- _Records to use_:

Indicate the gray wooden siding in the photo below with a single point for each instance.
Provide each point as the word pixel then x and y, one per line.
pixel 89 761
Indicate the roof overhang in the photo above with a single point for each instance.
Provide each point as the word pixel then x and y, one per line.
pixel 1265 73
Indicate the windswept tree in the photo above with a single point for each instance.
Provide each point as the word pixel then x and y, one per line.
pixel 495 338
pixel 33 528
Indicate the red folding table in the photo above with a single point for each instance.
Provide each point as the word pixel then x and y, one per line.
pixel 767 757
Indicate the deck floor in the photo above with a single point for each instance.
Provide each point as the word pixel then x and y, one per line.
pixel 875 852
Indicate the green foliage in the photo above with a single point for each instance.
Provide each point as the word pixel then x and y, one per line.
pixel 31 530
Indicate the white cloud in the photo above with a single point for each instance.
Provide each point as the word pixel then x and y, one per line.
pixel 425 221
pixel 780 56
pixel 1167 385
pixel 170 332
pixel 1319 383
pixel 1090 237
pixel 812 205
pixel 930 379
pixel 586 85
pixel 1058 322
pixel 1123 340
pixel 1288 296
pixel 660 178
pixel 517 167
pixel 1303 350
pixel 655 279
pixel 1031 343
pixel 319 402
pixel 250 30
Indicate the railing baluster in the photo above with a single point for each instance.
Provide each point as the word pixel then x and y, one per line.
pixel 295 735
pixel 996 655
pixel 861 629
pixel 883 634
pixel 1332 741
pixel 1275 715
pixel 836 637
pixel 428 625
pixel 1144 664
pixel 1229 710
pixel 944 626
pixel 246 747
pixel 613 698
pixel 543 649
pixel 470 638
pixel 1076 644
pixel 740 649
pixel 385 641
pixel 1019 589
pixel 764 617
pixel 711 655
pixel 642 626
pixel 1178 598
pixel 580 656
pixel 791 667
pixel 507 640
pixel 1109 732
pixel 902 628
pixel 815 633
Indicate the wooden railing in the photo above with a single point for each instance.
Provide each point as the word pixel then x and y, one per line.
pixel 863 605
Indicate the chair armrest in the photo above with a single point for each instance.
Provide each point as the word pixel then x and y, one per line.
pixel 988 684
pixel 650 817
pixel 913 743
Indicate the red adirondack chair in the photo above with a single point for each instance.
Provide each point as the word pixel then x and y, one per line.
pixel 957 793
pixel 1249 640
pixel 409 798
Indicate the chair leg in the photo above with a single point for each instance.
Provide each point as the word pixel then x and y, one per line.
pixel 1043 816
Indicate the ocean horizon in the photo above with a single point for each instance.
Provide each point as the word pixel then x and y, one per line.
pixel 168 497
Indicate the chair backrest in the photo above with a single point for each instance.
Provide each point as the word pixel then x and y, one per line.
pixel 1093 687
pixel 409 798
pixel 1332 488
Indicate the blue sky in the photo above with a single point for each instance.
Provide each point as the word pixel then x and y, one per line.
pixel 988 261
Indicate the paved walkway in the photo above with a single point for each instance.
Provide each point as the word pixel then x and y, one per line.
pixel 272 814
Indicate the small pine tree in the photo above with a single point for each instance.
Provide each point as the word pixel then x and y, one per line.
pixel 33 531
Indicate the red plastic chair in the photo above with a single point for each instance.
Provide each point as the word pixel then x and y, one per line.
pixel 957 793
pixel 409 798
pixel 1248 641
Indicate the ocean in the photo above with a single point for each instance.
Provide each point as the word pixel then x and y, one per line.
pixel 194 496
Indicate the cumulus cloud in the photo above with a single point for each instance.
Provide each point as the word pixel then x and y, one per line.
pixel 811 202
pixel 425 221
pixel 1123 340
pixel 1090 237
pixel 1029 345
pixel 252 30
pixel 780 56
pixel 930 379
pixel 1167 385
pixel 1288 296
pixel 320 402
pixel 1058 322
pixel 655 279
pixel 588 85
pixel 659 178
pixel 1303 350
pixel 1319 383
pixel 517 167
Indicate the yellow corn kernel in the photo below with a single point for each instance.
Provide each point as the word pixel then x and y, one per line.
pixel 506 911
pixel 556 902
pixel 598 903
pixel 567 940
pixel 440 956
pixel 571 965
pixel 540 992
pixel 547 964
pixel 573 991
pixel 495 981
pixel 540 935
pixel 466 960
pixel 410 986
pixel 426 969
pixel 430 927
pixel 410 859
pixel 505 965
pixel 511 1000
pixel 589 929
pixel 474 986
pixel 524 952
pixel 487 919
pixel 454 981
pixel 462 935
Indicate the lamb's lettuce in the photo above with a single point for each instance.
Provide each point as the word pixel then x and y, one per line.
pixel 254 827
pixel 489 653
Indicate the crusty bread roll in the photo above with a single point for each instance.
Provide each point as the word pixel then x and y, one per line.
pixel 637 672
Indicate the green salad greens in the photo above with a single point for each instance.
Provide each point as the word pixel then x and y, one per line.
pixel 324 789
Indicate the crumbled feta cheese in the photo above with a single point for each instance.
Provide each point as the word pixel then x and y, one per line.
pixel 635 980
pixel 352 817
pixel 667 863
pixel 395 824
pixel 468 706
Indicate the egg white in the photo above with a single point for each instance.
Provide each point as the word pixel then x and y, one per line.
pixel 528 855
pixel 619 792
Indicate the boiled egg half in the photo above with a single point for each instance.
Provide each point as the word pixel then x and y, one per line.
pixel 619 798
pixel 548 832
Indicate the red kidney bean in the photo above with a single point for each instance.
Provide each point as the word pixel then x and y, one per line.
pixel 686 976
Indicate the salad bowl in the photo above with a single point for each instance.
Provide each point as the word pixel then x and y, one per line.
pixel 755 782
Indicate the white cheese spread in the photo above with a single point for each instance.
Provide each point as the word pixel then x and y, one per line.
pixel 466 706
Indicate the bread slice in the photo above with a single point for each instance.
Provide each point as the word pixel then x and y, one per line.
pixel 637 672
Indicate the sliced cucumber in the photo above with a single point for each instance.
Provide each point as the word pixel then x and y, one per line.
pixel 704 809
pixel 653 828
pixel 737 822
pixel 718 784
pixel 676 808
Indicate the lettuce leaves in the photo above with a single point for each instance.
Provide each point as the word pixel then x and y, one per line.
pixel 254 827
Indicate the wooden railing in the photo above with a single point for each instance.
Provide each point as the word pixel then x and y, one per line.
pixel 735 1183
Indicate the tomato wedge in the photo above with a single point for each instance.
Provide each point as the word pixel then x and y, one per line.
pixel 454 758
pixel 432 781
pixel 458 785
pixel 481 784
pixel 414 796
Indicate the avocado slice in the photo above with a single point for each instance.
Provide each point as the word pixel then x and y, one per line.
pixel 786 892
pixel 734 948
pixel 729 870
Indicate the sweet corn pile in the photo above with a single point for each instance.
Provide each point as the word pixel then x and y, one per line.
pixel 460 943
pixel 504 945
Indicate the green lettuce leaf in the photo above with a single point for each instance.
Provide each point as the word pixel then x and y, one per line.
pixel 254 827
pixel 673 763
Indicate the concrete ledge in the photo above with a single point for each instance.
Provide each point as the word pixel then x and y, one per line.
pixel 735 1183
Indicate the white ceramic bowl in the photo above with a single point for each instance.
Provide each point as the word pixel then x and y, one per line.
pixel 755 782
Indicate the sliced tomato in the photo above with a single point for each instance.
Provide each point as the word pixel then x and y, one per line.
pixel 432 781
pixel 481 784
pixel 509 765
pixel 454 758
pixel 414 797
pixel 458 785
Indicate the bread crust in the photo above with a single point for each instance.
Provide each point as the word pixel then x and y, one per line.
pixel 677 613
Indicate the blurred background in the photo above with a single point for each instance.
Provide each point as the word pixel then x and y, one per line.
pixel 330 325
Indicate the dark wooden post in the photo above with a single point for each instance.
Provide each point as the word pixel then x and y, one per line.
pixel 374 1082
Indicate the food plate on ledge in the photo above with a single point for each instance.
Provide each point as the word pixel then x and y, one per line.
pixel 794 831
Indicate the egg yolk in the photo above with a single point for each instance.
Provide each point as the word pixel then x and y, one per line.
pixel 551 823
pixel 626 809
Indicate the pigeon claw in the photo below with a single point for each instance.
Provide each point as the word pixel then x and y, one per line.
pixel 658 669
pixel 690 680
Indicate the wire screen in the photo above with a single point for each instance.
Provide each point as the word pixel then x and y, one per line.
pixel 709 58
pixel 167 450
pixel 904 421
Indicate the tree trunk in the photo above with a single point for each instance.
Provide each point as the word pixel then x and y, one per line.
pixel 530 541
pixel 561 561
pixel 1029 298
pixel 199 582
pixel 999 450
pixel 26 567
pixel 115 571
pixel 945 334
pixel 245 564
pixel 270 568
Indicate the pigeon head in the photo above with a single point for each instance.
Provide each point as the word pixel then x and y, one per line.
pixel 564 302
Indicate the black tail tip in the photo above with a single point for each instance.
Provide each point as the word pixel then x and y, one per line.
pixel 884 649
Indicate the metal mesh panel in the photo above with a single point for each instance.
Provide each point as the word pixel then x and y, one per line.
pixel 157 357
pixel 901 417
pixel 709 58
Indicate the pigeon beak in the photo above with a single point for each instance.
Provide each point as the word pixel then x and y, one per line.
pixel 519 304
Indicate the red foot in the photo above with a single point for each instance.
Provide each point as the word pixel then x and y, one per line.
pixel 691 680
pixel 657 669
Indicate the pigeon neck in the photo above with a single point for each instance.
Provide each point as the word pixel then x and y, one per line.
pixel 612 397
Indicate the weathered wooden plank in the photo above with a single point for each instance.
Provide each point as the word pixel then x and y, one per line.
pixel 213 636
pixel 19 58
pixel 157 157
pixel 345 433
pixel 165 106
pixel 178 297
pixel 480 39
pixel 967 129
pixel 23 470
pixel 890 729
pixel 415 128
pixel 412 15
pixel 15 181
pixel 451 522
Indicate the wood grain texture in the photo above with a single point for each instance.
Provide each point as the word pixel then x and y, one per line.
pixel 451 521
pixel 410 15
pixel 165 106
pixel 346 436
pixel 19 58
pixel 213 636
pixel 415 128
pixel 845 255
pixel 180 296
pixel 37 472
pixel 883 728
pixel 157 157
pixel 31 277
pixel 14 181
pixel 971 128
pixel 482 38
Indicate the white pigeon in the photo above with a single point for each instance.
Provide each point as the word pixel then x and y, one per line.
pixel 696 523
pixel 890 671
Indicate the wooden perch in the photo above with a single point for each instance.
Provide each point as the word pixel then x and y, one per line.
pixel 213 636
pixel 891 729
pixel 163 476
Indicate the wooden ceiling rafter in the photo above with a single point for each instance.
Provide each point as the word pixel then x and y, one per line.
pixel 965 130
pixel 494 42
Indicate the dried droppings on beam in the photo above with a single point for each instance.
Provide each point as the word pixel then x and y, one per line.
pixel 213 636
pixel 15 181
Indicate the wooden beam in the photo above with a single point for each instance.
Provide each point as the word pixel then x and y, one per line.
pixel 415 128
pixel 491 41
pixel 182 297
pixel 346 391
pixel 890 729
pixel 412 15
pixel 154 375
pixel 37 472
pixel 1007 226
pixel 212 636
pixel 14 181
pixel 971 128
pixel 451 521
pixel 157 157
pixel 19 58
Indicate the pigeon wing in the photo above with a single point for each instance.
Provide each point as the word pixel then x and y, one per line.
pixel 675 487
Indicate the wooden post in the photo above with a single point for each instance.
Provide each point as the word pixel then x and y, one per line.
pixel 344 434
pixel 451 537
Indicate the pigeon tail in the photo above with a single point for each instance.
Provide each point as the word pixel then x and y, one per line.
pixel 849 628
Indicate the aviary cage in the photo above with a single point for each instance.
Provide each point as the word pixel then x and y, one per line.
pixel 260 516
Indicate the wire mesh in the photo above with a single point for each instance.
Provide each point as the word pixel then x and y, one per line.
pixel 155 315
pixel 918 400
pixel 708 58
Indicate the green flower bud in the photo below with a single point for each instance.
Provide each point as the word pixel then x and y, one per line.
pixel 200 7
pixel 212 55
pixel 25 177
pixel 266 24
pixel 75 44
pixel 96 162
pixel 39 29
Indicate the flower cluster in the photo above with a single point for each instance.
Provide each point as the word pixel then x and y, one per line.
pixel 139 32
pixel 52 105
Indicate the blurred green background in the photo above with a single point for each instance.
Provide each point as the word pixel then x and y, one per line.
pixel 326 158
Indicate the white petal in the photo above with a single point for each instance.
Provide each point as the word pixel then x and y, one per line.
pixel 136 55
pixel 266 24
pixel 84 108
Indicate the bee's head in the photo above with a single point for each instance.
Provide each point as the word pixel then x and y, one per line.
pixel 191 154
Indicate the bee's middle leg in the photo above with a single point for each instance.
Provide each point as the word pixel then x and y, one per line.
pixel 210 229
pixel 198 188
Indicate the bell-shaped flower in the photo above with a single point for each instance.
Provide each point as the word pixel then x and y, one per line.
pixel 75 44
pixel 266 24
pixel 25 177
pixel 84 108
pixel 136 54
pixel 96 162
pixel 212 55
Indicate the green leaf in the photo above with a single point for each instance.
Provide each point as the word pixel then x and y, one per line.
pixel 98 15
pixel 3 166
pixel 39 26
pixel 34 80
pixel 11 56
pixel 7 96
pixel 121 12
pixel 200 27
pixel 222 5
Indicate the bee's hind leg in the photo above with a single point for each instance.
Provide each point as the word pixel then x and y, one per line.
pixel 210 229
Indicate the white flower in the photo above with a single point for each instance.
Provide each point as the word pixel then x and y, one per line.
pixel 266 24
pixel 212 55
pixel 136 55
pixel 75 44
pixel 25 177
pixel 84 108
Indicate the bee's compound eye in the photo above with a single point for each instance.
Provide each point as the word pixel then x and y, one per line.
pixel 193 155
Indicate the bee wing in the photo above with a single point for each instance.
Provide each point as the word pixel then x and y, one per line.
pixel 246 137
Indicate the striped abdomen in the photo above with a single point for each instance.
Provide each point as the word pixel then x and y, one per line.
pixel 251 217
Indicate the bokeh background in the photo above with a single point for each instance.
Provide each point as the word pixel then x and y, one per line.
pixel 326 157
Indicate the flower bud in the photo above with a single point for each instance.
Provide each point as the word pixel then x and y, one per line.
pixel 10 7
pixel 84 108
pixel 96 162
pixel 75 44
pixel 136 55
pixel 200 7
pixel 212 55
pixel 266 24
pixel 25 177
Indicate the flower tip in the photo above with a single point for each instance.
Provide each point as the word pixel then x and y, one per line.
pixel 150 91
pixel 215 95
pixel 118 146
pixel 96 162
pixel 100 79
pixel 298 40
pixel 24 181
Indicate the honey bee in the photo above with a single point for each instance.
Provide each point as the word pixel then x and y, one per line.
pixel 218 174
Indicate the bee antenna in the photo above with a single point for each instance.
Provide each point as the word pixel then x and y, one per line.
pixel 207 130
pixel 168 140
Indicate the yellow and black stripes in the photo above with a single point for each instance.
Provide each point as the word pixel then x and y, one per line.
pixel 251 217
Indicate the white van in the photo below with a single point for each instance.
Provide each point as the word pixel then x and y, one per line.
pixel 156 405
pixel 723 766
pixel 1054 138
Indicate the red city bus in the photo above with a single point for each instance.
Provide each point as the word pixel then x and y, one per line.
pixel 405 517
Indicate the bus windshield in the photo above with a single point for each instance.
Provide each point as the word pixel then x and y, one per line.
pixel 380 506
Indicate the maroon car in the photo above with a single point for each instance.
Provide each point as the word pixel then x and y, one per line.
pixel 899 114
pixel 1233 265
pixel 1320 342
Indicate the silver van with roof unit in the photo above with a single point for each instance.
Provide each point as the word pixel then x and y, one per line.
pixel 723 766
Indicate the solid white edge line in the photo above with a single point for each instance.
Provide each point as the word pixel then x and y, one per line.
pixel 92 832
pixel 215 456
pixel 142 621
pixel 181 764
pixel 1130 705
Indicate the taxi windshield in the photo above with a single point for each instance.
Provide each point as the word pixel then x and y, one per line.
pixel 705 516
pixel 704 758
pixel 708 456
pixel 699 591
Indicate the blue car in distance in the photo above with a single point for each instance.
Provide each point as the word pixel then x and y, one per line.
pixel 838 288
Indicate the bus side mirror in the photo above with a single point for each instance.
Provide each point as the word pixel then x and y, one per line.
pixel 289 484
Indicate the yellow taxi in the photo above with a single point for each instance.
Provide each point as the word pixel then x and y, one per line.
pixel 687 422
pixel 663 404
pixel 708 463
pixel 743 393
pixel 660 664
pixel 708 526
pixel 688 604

- _Aim_: Beginning at the line that contains "Indicate the bus side" and running through the last line of the data above, convert those lines into a numbered list, leaving out any blank lines.

- _Answer for the task_:
1. Indicate the bus side mirror in the photo above with a single point for each instance.
2. Provide each point as the word pixel then x and y, one per line.
3. pixel 289 484
4. Indicate the yellow taxi in the photo above with a single point for each instance.
5. Provide each point as the word pixel then x and y, one per line.
6. pixel 687 422
7. pixel 663 404
8. pixel 708 463
9. pixel 743 393
10. pixel 660 664
11. pixel 708 526
12. pixel 688 604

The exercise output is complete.